**Set task**
Put the records from the start through the line containing "point(124, 286)" into a two-column CSV with the headers "text" and "answer". Give one row for each record, with its text and its answer each in a single quoted field and any line breaks replaced by spaces.

**Dataset entries**
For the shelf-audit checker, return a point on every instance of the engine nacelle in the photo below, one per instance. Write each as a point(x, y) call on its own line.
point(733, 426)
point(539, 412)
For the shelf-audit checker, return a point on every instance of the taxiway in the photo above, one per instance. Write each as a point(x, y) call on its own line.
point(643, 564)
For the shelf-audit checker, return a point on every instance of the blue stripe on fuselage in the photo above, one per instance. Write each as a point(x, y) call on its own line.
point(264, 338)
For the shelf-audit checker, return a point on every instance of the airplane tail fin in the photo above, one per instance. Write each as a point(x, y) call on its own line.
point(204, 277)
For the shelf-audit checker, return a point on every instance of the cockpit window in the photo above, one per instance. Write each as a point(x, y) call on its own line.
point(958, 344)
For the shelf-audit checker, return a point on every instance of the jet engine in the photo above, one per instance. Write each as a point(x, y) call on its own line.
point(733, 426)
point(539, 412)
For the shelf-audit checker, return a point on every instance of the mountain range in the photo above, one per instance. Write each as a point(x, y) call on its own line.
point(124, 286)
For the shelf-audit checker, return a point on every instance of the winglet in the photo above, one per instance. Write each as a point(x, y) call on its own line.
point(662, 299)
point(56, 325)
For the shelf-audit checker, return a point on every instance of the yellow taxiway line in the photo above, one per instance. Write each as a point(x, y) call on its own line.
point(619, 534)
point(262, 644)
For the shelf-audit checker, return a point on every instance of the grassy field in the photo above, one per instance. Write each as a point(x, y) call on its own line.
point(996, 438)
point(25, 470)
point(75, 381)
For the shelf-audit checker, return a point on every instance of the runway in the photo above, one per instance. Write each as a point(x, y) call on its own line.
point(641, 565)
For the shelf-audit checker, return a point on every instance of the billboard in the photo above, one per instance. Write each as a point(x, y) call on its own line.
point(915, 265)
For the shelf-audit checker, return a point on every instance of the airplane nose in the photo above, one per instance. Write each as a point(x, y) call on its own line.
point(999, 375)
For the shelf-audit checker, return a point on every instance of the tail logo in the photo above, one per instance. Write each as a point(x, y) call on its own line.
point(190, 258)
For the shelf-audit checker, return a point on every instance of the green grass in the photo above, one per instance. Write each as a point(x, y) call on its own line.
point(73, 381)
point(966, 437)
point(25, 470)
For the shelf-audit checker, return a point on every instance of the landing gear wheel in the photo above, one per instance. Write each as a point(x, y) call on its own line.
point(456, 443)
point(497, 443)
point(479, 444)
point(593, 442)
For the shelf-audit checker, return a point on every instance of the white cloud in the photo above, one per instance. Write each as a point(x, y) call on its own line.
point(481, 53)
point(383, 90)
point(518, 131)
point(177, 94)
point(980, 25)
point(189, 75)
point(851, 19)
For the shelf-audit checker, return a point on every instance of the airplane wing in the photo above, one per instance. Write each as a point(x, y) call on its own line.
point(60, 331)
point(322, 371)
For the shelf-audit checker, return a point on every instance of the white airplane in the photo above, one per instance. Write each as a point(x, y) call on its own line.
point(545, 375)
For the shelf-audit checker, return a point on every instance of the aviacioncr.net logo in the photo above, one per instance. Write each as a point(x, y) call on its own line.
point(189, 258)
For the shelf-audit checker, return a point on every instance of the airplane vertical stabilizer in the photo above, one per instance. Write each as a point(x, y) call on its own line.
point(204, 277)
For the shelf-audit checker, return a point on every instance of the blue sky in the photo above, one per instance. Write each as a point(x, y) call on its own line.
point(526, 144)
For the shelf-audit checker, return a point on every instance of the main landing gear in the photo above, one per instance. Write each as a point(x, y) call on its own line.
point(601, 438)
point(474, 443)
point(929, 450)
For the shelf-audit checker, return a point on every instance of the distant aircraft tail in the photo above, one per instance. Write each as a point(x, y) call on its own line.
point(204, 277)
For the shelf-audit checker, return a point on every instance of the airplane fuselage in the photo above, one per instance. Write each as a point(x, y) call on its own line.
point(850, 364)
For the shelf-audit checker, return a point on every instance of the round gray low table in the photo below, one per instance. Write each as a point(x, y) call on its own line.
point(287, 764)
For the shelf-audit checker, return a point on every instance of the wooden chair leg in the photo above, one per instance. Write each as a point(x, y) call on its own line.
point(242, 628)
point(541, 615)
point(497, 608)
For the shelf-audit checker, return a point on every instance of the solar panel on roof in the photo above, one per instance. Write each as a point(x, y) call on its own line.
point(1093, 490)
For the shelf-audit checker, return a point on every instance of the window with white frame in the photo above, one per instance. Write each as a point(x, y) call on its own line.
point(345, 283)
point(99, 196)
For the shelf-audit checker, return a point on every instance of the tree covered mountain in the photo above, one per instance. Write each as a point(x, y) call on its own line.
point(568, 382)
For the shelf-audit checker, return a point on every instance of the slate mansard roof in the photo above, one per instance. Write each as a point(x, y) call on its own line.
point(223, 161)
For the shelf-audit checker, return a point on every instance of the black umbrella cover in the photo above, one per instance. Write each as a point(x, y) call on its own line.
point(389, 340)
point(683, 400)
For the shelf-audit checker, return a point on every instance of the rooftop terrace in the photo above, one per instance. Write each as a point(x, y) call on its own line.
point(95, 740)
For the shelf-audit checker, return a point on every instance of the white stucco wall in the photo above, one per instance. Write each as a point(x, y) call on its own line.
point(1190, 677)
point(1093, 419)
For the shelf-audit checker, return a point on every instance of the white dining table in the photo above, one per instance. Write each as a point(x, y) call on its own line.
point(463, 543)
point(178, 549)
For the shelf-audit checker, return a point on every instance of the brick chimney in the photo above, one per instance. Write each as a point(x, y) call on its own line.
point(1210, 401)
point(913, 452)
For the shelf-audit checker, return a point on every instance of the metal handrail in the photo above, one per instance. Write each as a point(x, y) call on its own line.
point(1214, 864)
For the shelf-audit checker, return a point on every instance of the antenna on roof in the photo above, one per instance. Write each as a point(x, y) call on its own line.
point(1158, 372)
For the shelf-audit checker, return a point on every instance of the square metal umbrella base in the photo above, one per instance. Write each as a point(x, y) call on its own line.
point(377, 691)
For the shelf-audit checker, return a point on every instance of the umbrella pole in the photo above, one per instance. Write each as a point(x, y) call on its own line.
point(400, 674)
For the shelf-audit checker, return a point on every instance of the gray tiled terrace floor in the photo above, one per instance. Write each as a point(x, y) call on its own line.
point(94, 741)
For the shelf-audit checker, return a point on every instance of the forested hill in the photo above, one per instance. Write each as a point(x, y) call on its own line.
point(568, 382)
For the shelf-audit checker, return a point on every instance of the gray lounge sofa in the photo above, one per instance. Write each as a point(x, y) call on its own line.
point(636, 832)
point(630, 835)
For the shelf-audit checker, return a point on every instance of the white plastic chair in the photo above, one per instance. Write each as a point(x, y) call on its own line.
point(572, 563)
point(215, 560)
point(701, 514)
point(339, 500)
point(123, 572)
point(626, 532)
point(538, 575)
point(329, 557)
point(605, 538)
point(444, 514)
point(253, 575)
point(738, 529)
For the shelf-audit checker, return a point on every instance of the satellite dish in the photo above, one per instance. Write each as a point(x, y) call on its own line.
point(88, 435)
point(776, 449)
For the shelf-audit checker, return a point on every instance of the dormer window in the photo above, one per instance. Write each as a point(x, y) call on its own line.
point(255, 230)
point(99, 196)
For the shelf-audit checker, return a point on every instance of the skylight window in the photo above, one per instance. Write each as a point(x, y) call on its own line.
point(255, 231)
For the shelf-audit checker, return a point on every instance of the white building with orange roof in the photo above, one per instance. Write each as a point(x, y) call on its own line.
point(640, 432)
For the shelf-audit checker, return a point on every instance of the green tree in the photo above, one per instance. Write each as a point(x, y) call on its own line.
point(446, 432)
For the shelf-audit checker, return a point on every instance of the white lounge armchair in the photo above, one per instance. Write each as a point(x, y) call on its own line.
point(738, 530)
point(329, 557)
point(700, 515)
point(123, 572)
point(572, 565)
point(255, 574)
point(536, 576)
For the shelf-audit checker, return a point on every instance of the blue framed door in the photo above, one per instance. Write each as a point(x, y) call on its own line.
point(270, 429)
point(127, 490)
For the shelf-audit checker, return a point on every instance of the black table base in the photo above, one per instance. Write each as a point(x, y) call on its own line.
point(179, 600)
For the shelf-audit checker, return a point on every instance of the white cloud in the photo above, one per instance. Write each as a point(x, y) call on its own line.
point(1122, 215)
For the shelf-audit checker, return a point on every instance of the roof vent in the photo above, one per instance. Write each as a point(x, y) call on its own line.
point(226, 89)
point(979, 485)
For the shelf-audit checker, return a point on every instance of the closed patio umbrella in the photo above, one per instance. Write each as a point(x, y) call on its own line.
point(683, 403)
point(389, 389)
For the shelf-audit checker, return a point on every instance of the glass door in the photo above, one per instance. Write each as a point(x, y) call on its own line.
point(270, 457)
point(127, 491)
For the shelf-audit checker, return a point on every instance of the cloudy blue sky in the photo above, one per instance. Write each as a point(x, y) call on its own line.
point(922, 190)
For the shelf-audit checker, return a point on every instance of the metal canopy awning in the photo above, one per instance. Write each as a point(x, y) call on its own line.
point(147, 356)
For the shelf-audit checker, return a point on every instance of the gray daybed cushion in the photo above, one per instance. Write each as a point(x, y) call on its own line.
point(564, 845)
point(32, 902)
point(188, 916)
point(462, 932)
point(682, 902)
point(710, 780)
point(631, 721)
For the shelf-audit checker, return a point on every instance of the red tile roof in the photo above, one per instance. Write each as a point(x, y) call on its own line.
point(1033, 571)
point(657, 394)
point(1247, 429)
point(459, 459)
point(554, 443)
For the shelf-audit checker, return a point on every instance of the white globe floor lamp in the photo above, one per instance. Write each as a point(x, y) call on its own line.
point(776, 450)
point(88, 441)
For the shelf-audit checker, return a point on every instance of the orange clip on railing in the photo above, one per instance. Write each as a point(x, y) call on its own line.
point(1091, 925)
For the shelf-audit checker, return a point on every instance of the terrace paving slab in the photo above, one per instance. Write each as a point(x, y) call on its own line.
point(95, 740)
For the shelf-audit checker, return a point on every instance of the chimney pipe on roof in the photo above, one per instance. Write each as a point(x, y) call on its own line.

**Exercise output**
text,answer
"For the shelf-audit checker, return a point on every instance of the engine nacelle in the photo below, one per instance. Write each as a point(x, y) call on its own line.","point(733, 426) point(539, 412)"
"For the shelf-audit checker, return a point on every instance of the taxiway in the photo above, one per instance. Write each as a point(x, y) call on its own line.","point(643, 564)"
"For the shelf-audit checker, return a point on every instance of the blue stripe on fuselage in the photo above, one per instance. Write each as a point(x, y) call on its own line.","point(264, 338)"
"For the shelf-audit checker, return a point on every instance of the airplane tail fin in the photo above, one per instance. Write each as a point(x, y) call on its own line.","point(204, 277)"
"For the shelf-audit checker, return a point on every instance of the cockpit window in the photo above, one per instance. Write each as a point(x, y) call on its own line.","point(958, 344)"
"For the shelf-audit checker, return a point on every instance of the jet engine in the photo above, one per instance. Write each as a point(x, y) call on its own line.","point(733, 426) point(539, 412)"
"For the shelf-audit checker, return a point on every instance of the mountain range in the photo above, one per instance. Write each as a point(x, y) call on its own line.","point(124, 286)"